>> Start INPUT MATERIAL
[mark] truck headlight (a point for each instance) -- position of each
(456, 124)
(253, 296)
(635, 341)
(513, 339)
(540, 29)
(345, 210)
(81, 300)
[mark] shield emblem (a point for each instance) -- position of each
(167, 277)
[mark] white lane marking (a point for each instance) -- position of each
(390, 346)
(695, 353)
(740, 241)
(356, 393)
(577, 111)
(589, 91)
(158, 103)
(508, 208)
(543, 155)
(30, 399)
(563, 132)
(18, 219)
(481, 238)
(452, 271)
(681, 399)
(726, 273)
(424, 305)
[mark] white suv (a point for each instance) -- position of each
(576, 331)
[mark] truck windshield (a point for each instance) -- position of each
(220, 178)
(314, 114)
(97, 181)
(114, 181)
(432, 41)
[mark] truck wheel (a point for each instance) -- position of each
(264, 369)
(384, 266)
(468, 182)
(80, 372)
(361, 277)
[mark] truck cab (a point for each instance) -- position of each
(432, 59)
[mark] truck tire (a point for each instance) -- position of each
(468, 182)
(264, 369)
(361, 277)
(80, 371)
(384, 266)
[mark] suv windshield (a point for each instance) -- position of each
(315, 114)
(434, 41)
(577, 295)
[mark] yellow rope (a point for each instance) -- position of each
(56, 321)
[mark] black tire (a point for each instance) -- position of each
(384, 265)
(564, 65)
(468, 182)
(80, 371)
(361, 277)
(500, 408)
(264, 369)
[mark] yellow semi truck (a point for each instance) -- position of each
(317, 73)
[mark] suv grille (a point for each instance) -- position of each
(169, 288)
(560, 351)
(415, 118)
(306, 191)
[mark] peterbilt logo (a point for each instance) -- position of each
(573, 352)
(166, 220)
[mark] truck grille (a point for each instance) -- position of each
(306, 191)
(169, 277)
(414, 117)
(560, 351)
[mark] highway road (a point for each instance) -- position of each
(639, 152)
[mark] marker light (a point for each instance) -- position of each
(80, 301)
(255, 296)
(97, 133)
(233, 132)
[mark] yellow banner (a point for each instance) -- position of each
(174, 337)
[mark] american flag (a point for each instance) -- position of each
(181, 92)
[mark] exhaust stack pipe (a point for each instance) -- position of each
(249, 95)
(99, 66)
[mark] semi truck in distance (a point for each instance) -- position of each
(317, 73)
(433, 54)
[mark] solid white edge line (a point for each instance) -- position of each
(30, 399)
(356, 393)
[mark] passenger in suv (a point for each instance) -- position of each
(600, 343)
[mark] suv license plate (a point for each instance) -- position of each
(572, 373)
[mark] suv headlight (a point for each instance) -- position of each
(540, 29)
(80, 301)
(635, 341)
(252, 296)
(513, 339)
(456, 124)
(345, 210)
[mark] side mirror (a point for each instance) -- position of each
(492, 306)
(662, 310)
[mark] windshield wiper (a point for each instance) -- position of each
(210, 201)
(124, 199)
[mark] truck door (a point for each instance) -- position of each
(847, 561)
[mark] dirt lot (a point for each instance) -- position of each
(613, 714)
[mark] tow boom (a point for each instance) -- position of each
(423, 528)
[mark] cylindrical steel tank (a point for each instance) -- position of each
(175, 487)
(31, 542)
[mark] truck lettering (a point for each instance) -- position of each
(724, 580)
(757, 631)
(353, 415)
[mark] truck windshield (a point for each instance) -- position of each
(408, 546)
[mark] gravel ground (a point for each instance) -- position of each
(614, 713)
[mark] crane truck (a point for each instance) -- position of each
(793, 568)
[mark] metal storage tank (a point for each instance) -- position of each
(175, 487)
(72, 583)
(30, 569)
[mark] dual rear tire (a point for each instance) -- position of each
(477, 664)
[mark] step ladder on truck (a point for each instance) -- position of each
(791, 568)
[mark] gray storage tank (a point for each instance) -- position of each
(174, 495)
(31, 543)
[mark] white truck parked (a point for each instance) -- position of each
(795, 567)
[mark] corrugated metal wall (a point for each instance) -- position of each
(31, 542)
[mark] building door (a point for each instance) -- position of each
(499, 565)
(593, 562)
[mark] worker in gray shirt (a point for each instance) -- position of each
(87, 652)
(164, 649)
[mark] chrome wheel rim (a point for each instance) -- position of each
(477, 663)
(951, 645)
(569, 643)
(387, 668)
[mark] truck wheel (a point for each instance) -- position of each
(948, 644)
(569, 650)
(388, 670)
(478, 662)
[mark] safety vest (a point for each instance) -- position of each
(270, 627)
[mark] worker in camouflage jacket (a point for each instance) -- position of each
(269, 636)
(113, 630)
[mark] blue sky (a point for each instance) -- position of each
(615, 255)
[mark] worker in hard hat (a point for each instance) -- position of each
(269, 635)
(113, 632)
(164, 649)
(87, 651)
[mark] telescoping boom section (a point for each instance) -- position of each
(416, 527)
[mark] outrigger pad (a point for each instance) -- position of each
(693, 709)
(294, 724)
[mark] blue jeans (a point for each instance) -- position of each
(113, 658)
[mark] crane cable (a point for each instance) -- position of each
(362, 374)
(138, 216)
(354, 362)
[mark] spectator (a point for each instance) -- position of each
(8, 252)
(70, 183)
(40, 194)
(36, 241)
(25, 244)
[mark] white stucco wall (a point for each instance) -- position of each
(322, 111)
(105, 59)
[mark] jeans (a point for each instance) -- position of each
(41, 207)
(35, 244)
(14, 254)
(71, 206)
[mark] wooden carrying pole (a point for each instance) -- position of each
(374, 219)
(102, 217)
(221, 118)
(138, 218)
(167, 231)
>> End INPUT MATERIAL
■ THE TASK
Write the entries again, exactly as they stand.

■ THE REPLY
[mark] truck headlight (a point for each instance) -- position of each
(456, 124)
(253, 296)
(635, 341)
(513, 339)
(540, 29)
(345, 210)
(81, 300)
[mark] shield emblem (a point for each instance) -- position of each
(167, 277)
[mark] white lane marking (a point for each instance) -- position of each
(390, 346)
(695, 353)
(740, 241)
(356, 393)
(577, 111)
(589, 91)
(158, 103)
(508, 208)
(543, 155)
(30, 399)
(563, 132)
(18, 219)
(481, 238)
(452, 271)
(681, 399)
(726, 273)
(424, 305)
[mark] white suv (a point for each instance) -- position of each
(576, 331)
[mark] truck windshield (a point for each instance) -- position of each
(220, 178)
(314, 114)
(97, 181)
(114, 181)
(432, 41)
[mark] truck wheel (a point for each instance) -- position of each
(264, 369)
(384, 266)
(468, 182)
(80, 372)
(361, 277)
[mark] truck cab (a point for each instance) -- position of each
(432, 59)
[mark] truck tire (a point for each instance) -- position of each
(468, 182)
(264, 369)
(361, 277)
(80, 371)
(384, 266)
[mark] suv windshield (a point for each instance) -- position of each
(315, 114)
(434, 41)
(577, 295)
[mark] yellow rope (a point for each instance) -- position of each
(56, 321)
[mark] black tire (a point for each instance) -- position of each
(384, 265)
(564, 65)
(468, 182)
(80, 371)
(361, 277)
(500, 408)
(264, 369)
[mark] yellow semi truck (a point for each instance) -- position of each
(317, 73)
[mark] suv grille (a point for each instance) -- position of each
(169, 288)
(560, 351)
(415, 118)
(306, 191)
[mark] peterbilt logo (a point for each instance) -- position of each
(573, 352)
(166, 220)
[mark] truck grille (a point for each instance) -- position of each
(306, 191)
(169, 277)
(414, 117)
(560, 351)
[mark] highway road (a point for each instance) -- position of each
(639, 152)
[mark] marker light (a point for each instance) -- position of each
(80, 301)
(255, 296)
(97, 133)
(233, 132)
[mark] yellow banner (a point for each instance) -- position of each
(174, 337)
[mark] american flag (a point for each instance) -- position of each
(181, 92)
[mark] exhaust stack pipe (a point for each instance) -- position of each
(249, 95)
(99, 66)
[mark] semi truck in distance (a point for each instance) -- position of each
(317, 73)
(433, 54)
[mark] solid white edge line (a point for each instance) -- position of each
(30, 399)
(356, 393)
[mark] passenger in suv (a point for each instance) -- position of each
(600, 343)
[mark] suv license plate (a point for each instance) -- position of each
(572, 373)
[mark] suv headlight (a point for each instance) -- position of each
(540, 29)
(80, 301)
(635, 341)
(252, 296)
(513, 339)
(456, 124)
(345, 210)
[mark] side mirror (a point for each instance) -- position of each
(492, 306)
(662, 310)
[mark] windshield wiper (a point for each instance) -- position of each
(210, 201)
(124, 199)
[mark] truck door (a point for each instance) -- position of each
(847, 561)
[mark] dirt lot (a point for each instance) -- position of each
(613, 714)
[mark] tow boom (a point for each instance) -- position of each
(423, 528)
[mark] cylindrical steel tank (a point for each instance) -- position of each
(175, 487)
(31, 542)
[mark] truck lettering (a point for each instance) -- position of each
(724, 580)
(757, 631)
(353, 415)
[mark] truck windshield (a point for each instance) -- position of each
(408, 546)
[mark] gravel ground (a point for each instance) -- position of each
(614, 713)
[mark] crane truck (a point for each instance) -- position of each
(793, 568)
[mark] metal storage tank (a point for each instance) -- position of each
(175, 487)
(72, 583)
(30, 569)
[mark] dual rear tire (a point for each instance) -- position of each
(477, 664)
[mark] step ladder on truck (a point for each instance) -- position of each
(791, 568)
[mark] gray storage tank (a point for each instance) -- position of each
(174, 495)
(31, 543)
[mark] white truck parked (a point for each instance) -- position of each
(795, 567)
[mark] corrugated metal wall (a point for each instance) -- position of each
(31, 542)
[mark] building door (a point for each instance) -- position of each
(499, 565)
(593, 562)
[mark] worker in gray shirt (a point for each instance) -- position of each
(87, 652)
(164, 649)
[mark] chrome wheel rim (a point for each instance) -- position of each
(477, 663)
(951, 645)
(569, 643)
(387, 668)
[mark] truck wheel (a point for each instance) -- position of each
(948, 644)
(569, 650)
(388, 670)
(478, 662)
[mark] safety vest (a point for each instance) -- position of each
(270, 627)
[mark] worker in camouflage jacket (a point for each instance) -- position of each
(269, 636)
(113, 630)
[mark] blue sky (a point for each instance) -- position of each
(615, 255)
[mark] worker in hard hat (a point for each instance) -- position of each
(269, 635)
(113, 632)
(164, 649)
(87, 651)
[mark] telescoping boom section (a point for each instance) -- position of each
(416, 527)
[mark] outrigger pad (a point for each instance) -- position of each
(693, 709)
(294, 724)
[mark] blue jeans (a point for each instance) -- position of each
(113, 658)
[mark] crane cable (a point for each instance) -- position of each
(362, 374)
(138, 216)
(354, 362)
[mark] spectator (a point for each instance) -- position of each
(8, 252)
(70, 183)
(40, 194)
(36, 241)
(25, 244)
[mark] white stucco wall (a point for each instance) -- position of each
(322, 111)
(105, 59)
[mark] jeans (a point for each instance) -- position of each
(41, 207)
(35, 244)
(14, 254)
(71, 206)
[mark] wooden carrying pole (a point for each instance) -- position of each
(374, 219)
(102, 217)
(221, 118)
(138, 218)
(167, 231)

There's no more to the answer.